*Exercise aim*: Transcribe the whole listing below without changing a word, but leave out every image.

*Supplied material*:

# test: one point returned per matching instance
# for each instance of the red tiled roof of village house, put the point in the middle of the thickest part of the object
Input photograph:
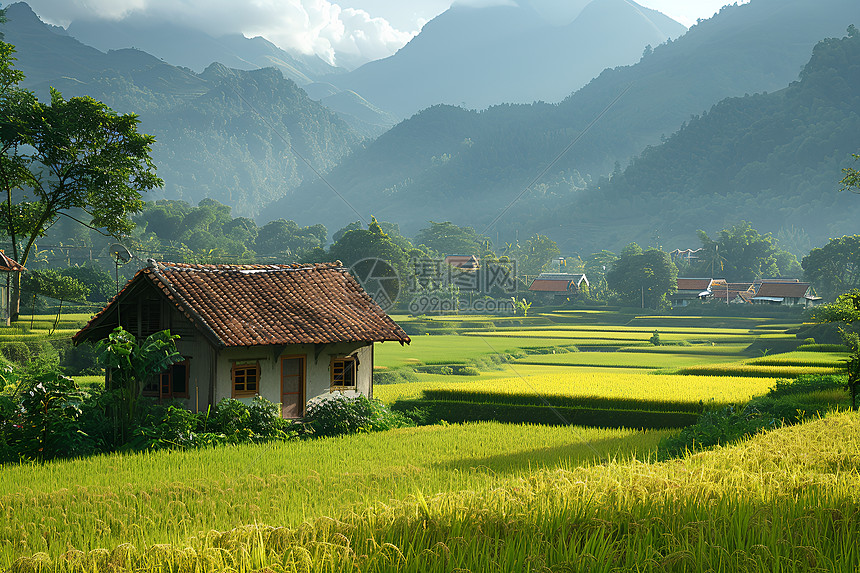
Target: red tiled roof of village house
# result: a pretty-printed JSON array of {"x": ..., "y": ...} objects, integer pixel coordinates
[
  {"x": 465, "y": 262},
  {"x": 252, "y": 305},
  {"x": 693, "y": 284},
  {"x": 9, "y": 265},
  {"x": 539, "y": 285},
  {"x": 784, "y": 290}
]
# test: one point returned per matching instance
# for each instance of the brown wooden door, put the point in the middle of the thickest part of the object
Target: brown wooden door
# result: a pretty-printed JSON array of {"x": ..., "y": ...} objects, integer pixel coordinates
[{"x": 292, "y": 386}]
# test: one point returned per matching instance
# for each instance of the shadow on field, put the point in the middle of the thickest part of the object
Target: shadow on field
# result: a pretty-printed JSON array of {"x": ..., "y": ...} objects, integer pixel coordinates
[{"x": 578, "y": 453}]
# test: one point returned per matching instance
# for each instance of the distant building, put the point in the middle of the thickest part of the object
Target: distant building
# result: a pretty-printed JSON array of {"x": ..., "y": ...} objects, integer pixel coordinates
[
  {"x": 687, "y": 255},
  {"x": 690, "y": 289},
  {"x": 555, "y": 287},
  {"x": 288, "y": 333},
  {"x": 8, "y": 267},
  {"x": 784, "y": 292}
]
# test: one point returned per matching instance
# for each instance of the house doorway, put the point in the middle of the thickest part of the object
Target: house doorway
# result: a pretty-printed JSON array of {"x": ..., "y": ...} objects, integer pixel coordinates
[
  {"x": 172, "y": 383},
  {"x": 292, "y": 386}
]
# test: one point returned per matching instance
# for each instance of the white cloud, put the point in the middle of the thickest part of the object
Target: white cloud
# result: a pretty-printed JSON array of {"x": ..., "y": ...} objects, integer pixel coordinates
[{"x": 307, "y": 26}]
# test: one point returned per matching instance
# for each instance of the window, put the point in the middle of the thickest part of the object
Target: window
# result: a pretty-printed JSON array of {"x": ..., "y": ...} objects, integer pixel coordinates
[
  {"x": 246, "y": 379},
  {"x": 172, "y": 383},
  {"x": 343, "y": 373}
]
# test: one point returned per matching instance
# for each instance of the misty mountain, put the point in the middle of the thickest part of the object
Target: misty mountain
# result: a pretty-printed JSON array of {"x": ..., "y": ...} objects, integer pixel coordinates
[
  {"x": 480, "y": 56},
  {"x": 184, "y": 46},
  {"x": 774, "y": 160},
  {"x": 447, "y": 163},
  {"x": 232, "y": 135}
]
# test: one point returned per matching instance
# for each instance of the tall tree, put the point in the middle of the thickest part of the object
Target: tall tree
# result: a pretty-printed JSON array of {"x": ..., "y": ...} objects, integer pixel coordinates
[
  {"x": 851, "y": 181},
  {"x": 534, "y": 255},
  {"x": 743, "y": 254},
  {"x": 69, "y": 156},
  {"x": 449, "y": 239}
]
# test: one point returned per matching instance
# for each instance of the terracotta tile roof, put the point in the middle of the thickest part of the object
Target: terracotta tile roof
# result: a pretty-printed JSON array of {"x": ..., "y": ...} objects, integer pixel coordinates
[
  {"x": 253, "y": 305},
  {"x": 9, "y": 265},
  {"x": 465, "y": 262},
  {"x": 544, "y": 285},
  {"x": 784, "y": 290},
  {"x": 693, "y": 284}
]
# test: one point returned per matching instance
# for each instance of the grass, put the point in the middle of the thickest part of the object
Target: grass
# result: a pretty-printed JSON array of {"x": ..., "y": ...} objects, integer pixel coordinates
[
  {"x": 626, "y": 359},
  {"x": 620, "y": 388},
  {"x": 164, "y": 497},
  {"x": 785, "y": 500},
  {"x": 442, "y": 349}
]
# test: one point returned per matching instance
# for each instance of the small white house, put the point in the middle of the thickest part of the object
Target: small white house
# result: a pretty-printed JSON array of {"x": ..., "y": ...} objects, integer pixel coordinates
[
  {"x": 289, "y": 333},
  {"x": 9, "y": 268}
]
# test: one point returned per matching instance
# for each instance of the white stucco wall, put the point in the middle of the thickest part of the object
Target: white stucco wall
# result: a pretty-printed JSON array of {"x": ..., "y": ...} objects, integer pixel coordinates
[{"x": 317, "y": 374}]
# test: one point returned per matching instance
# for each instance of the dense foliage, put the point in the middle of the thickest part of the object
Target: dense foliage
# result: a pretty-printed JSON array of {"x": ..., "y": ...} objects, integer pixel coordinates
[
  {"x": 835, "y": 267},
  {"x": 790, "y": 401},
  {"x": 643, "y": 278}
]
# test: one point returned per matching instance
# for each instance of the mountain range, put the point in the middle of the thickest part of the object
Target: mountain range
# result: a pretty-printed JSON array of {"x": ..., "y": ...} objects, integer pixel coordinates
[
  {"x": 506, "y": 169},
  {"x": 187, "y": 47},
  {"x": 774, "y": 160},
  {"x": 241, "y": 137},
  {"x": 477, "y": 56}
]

*Answer to the exercise*:
# test: one point returned per matching instance
# for each instance of the red tiled roof of village house, put the point in the middle of the thickest part of the object
Input photograph:
Target: red tiled roof of village house
# result: a pretty-printed JSON array of {"x": ..., "y": ...} objects, integer pixel coordinates
[
  {"x": 465, "y": 262},
  {"x": 252, "y": 305},
  {"x": 693, "y": 284},
  {"x": 9, "y": 265},
  {"x": 539, "y": 285},
  {"x": 784, "y": 290}
]
# test: one point returned per matching instance
# for each instance of the brown wooden door, put the point in the middle of the thickest part of the object
Target: brown wooden door
# result: a pretty-printed JSON array of {"x": ..., "y": ...} objects, integer pixel coordinates
[{"x": 292, "y": 386}]
# test: one point returned per matching instance
# for each instance of the shadow on field, put the point in the middle of the thickest part of the object
Target: shadow on field
# result: a pretty-printed JSON array of {"x": ..., "y": ...} objects, integer pixel coordinates
[{"x": 578, "y": 453}]
# test: one point returned per matching instance
# for each instance of the distant building, put the point in the middle of the thickest part of the object
Target: distant building
# result: a pretty-printed JSON array of {"x": ..., "y": ...} objects, integer pixel coordinates
[
  {"x": 687, "y": 255},
  {"x": 690, "y": 289},
  {"x": 555, "y": 287},
  {"x": 288, "y": 333},
  {"x": 8, "y": 267},
  {"x": 784, "y": 292}
]
# test: one point returned per matching instance
# for each instance of the house doorway, put the point in the middle of the thickest part of the object
Target: house doorway
# result: a pretty-printed JSON array of {"x": ..., "y": ...} objects, integer pixel coordinates
[
  {"x": 172, "y": 383},
  {"x": 292, "y": 386}
]
# test: one point returned per matching instance
# for each instance of the white cloud, put the point in the middle of the thickest part of the object
Target: white cloud
# result: a pretty-printed JSON array of {"x": ..., "y": ...} objects, integer pixel coordinates
[{"x": 307, "y": 26}]
# test: one point returned per matching instance
# for each instance of the window, put the point in the middle of the thickest part of the object
Target: window
# result: a pretty-printed JSON array of {"x": ..., "y": ...} objects, integer pixel coordinates
[
  {"x": 246, "y": 379},
  {"x": 172, "y": 383},
  {"x": 343, "y": 373}
]
# test: one point returned per matching instance
# for each instance of the misty mountain, put the point in the middle of the thickest part of the object
Target: misty mountain
# result: a pretty-printed JSON array of {"x": ..., "y": ...} objects, integer pixel coordinates
[
  {"x": 480, "y": 56},
  {"x": 184, "y": 46},
  {"x": 774, "y": 160},
  {"x": 447, "y": 163},
  {"x": 232, "y": 135}
]
# test: one point returned per matching instance
# for each instance of the tall tree, put the point in the middle of the thickest part of the object
Target: tall tree
# result: a pretty-printed JSON array of {"x": ..., "y": ...} objects, integer pixel coordinates
[
  {"x": 851, "y": 181},
  {"x": 534, "y": 255},
  {"x": 743, "y": 254},
  {"x": 69, "y": 156},
  {"x": 449, "y": 239}
]
# test: one point returned per matching instance
# for each instance of the terracotta tile roof, put the point in the middle of the thickest part of the object
Target: terracotta tile roof
# result: a pretty-printed JSON array of {"x": ..., "y": ...} objects, integer pixel coordinates
[
  {"x": 253, "y": 305},
  {"x": 9, "y": 265},
  {"x": 465, "y": 262},
  {"x": 544, "y": 285},
  {"x": 784, "y": 290},
  {"x": 693, "y": 284}
]
# test: one point returned per matching instance
# for each instance of the grass, put the point in the middle of the thickest part of the object
Target: grass
# result: a pretty-printed JSON array of {"x": ..., "y": ...} objects, integer pixel coordinates
[
  {"x": 626, "y": 359},
  {"x": 620, "y": 388},
  {"x": 164, "y": 497},
  {"x": 785, "y": 500},
  {"x": 442, "y": 349}
]
# test: one point returned per matching instance
# for each instance of the small white house, put the point in the middle of the thickest part of the object
Target: small white house
# result: a pretty-printed JSON array of {"x": ..., "y": ...} objects, integer pixel coordinates
[
  {"x": 289, "y": 333},
  {"x": 9, "y": 268}
]
# test: one point returned per matching instance
# for each instance of the white stucco wall, put the point in the middle of the thickest part of the object
Target: white stucco wall
# result: a pretty-printed JSON array of {"x": ..., "y": ...} objects, integer pixel coordinates
[{"x": 317, "y": 374}]
# test: one point returned per matching instance
# for each instance of the dense foliage, put the point in the middle of the thickest part of the object
Target: dense foliage
# result: a pretty-printed JSON array of {"x": ..., "y": ...} objects, integer pixel coordinates
[
  {"x": 835, "y": 267},
  {"x": 790, "y": 401},
  {"x": 643, "y": 278}
]
# test: one point returned per matching instance
# for each instance of the mountain range, put the point in the middle of the thickest part of the object
Target: mountain range
# result: a pretty-printed JSON array of {"x": ..., "y": ...} objects, integer pixel coordinates
[
  {"x": 506, "y": 169},
  {"x": 187, "y": 47},
  {"x": 774, "y": 160},
  {"x": 241, "y": 137},
  {"x": 477, "y": 56}
]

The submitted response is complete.